Required work: Quote the lines from the line holding "[tag] one dot per instance, sample [320,126]." to the very end of the listing, exactly, and no others.
+ + + + +
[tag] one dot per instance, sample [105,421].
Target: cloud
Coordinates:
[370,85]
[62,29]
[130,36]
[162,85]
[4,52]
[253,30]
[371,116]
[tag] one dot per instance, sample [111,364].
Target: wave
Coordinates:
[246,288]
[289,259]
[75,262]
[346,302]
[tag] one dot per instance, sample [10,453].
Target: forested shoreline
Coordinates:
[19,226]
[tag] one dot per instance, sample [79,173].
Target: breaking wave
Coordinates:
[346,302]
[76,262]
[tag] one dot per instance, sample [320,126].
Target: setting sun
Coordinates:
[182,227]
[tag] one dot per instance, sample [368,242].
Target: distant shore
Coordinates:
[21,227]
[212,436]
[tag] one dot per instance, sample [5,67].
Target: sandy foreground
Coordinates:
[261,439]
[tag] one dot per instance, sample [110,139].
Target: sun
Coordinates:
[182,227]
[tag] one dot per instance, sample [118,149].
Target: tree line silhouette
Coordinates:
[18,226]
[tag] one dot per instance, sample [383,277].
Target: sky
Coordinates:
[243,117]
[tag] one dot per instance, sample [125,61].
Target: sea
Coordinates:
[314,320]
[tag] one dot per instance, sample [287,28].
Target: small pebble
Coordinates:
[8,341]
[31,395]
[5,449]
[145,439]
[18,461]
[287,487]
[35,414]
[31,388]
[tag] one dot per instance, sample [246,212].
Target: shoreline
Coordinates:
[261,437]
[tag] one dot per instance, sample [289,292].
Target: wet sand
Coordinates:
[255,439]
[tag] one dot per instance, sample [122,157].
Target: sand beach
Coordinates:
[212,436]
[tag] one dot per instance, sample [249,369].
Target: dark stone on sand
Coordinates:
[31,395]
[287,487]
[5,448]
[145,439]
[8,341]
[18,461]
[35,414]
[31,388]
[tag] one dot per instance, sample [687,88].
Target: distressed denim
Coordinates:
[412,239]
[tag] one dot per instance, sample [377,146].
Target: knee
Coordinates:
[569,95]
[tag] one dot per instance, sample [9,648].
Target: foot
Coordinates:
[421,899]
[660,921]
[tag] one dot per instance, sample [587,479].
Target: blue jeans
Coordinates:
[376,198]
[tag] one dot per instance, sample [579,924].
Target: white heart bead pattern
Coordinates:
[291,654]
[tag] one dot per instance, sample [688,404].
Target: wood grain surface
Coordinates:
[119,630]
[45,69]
+ + + + +
Answer to this problem:
[tag] one dot per instance, sample [320,126].
Target: setting sun
Coordinates:
[182,227]
[tag] one dot per instance, sample [368,242].
Target: distant shore
Coordinates:
[21,227]
[212,436]
[tag] one dot per instance, sample [5,67].
Target: sandy foreground
Coordinates:
[261,439]
[tag] one dot per instance, sample [110,139].
Target: sun
Coordinates:
[182,227]
[tag] one dot per instance, sample [118,149].
Target: tree line silhouette
Coordinates:
[18,226]
[tag] one dot per instance, sample [383,277].
Target: sky
Coordinates:
[243,117]
[tag] one dot per instance, sample [125,61].
Target: sea
Coordinates:
[314,320]
[tag] one dot per instance, sample [287,28].
Target: small pebble
Coordinates:
[8,341]
[31,395]
[5,449]
[145,439]
[18,461]
[287,487]
[35,414]
[31,388]
[tag] one dot per instance, sample [246,212].
Target: shoreline
Coordinates:
[261,437]
[tag] one dot per instance, sample [289,292].
Target: wet sand
Coordinates:
[255,439]
[tag] one dot per instance, sample [122,157].
Target: sand beach
Coordinates:
[212,436]
[tag] one dot per instance, sample [249,369].
Target: dark stone on sand
Coordinates:
[31,395]
[287,487]
[5,448]
[145,439]
[8,341]
[18,461]
[35,414]
[31,388]
[tag] one dot per instance, sample [687,88].
Target: distressed denim
Coordinates:
[412,239]
[tag] one dot per instance, sample [377,146].
Target: knee
Coordinates:
[569,95]
[tag] one dot per instance, sample [9,648].
Target: foot
Coordinates:
[421,899]
[660,921]
[tag] one dot per instance, sample [587,479].
Target: blue jeans
Coordinates:
[376,198]
[tag] one dot per instance, sample [579,924].
Target: white heart bead pattern
Coordinates:
[291,654]
[tag] one dot per instance, sample [688,404].
Target: wood grain surface
Coordinates:
[119,630]
[45,69]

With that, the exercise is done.